- [Brief]
Set down every entry again word for word, please, but skip the pictures.

- [Supplied entries]

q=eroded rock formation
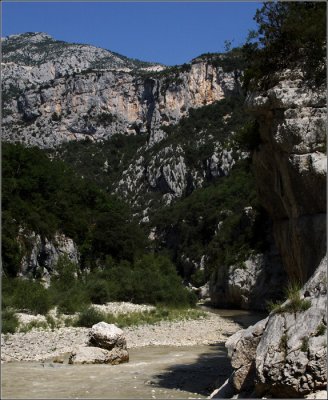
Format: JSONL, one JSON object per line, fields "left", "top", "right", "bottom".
{"left": 212, "top": 71, "right": 327, "bottom": 398}
{"left": 248, "top": 70, "right": 326, "bottom": 283}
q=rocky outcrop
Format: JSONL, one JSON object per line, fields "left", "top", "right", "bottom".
{"left": 209, "top": 206, "right": 287, "bottom": 310}
{"left": 211, "top": 70, "right": 327, "bottom": 398}
{"left": 1, "top": 32, "right": 161, "bottom": 89}
{"left": 210, "top": 252, "right": 286, "bottom": 311}
{"left": 248, "top": 70, "right": 326, "bottom": 283}
{"left": 17, "top": 229, "right": 79, "bottom": 283}
{"left": 2, "top": 33, "right": 240, "bottom": 149}
{"left": 217, "top": 256, "right": 327, "bottom": 399}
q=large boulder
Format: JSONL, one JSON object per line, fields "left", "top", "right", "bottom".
{"left": 88, "top": 322, "right": 127, "bottom": 350}
{"left": 212, "top": 256, "right": 327, "bottom": 399}
{"left": 69, "top": 346, "right": 129, "bottom": 365}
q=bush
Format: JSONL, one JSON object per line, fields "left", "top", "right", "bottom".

- [Response box]
q=eroded rock formation
Format: JSONL, one JSON object per line, fields "left", "top", "right", "bottom".
{"left": 212, "top": 71, "right": 327, "bottom": 398}
{"left": 248, "top": 70, "right": 326, "bottom": 283}
q=rocky outcrop
Format: JSONL, one JSON object per line, fields "left", "top", "right", "bottom".
{"left": 209, "top": 206, "right": 287, "bottom": 310}
{"left": 211, "top": 70, "right": 327, "bottom": 398}
{"left": 1, "top": 32, "right": 161, "bottom": 89}
{"left": 210, "top": 252, "right": 286, "bottom": 311}
{"left": 248, "top": 70, "right": 326, "bottom": 283}
{"left": 17, "top": 229, "right": 79, "bottom": 283}
{"left": 2, "top": 33, "right": 240, "bottom": 149}
{"left": 217, "top": 256, "right": 327, "bottom": 399}
q=large boulder
Format: JSONL, one JSON object per line, fields "left", "top", "right", "bottom".
{"left": 88, "top": 322, "right": 127, "bottom": 350}
{"left": 212, "top": 256, "right": 327, "bottom": 399}
{"left": 69, "top": 346, "right": 129, "bottom": 365}
q=bush
Format: JSONL, one JSON object per line, fields "left", "top", "right", "bottom".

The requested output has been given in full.